• Available data
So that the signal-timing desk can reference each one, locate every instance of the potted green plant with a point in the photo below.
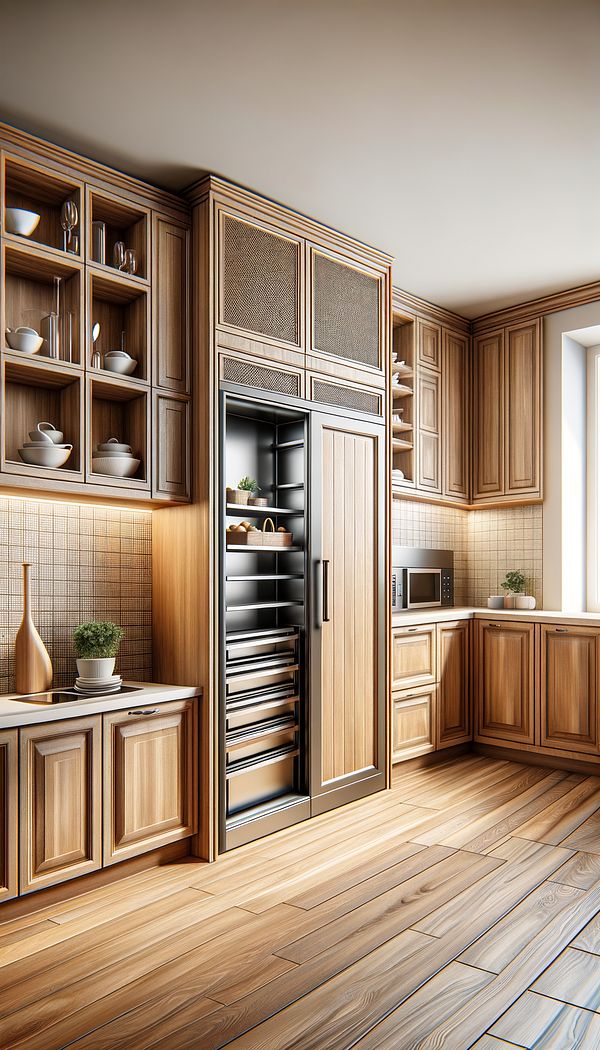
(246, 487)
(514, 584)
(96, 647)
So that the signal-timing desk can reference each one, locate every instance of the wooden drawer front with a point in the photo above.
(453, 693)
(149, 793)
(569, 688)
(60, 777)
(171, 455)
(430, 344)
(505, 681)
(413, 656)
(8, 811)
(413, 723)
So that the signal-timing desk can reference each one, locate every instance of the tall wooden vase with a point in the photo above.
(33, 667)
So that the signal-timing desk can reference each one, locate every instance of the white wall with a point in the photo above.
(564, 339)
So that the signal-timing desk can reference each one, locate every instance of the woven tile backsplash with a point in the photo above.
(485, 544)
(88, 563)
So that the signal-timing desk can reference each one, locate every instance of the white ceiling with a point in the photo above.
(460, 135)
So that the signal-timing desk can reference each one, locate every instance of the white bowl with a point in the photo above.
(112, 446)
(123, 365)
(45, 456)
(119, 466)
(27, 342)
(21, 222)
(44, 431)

--

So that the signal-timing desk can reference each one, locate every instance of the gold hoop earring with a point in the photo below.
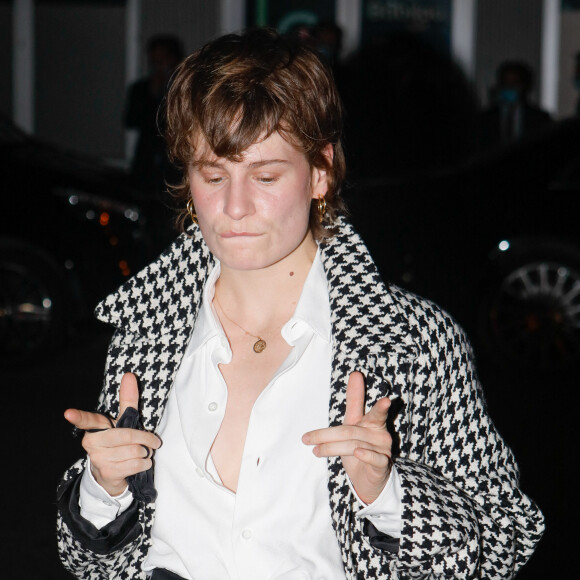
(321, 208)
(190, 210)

• What the exercise asks
Identify each line in the records above that contains the word "below", matching case exactly.

• Right answer
So that the signal-timing desk can reference each one, locate every instance of the potted green plant with a point in the photo below.
So that the signal-timing desk can reference each one, locate every instance of the gold hoop earring with a point in the photo below.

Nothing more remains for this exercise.